• **HOW TO COMPLETE THIS TASK**
Filter the entries that follow, copying every line in which the word "backpack" appears.

[Point-per-instance localization data]
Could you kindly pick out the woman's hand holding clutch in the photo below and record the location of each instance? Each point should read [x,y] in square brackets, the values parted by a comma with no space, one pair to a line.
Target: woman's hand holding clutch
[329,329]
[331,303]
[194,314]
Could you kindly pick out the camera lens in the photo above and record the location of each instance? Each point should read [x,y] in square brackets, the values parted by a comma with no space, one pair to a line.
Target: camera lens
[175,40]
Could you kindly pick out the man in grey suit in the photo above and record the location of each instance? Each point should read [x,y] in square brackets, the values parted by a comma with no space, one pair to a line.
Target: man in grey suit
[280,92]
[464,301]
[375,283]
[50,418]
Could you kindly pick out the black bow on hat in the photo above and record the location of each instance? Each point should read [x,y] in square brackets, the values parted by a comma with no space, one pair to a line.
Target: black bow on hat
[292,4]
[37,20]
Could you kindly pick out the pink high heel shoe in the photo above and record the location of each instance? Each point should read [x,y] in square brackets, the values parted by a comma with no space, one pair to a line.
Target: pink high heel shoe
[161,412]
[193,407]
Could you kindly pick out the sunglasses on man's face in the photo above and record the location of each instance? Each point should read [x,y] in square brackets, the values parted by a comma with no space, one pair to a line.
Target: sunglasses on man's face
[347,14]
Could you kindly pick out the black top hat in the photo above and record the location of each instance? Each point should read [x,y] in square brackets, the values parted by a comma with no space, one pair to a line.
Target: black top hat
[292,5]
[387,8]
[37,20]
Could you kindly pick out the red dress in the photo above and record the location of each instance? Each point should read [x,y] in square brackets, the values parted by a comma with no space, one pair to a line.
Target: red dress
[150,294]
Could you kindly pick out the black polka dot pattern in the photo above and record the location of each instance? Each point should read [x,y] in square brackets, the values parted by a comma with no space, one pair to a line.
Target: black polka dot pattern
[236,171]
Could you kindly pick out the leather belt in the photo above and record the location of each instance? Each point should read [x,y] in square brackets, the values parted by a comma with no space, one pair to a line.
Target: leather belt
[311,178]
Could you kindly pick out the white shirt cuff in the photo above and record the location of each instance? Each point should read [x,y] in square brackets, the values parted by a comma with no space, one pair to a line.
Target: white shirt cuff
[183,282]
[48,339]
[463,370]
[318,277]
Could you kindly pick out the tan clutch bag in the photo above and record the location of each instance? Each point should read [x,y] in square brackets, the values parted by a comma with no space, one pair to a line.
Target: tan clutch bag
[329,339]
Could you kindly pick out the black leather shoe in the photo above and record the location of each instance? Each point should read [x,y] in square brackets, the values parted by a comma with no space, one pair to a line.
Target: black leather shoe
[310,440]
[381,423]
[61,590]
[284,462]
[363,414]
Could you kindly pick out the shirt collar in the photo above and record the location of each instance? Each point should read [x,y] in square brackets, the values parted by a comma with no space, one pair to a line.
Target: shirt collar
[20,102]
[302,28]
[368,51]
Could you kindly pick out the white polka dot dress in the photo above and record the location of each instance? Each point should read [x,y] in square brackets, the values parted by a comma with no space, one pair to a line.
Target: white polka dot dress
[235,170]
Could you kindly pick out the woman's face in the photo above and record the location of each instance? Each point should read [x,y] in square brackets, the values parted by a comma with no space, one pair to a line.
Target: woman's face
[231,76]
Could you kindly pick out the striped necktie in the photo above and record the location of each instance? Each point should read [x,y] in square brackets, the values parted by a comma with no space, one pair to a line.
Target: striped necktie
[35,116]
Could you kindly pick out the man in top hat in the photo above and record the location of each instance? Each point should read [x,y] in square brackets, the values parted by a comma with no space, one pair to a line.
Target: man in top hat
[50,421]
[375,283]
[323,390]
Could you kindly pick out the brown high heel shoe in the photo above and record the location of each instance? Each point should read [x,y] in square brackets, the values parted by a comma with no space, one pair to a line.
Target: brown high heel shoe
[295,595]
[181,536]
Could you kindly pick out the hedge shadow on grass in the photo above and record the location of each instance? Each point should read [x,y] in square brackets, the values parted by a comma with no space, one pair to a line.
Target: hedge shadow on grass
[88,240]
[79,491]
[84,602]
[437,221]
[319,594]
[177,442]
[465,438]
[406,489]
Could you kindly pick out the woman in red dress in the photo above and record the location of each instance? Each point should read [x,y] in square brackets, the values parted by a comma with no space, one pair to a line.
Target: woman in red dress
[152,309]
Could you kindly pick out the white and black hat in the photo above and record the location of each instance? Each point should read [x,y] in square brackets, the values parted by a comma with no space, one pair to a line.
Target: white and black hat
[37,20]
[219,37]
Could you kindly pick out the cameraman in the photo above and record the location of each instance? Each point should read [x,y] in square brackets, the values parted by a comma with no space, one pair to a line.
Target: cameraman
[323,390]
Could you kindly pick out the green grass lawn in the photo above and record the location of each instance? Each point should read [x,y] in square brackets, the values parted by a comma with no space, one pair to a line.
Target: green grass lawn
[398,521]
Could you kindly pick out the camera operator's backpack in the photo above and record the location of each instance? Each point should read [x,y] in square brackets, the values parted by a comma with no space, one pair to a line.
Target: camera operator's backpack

• **RESULT FOR THIS TASK**
Could you kindly pick out the camera operator's backpack in the photo above and record the location of each instance? Each point should read [x,y] in square brackets, the values parted by a comma with no space, one pair to a line.
Target: camera operator's backpack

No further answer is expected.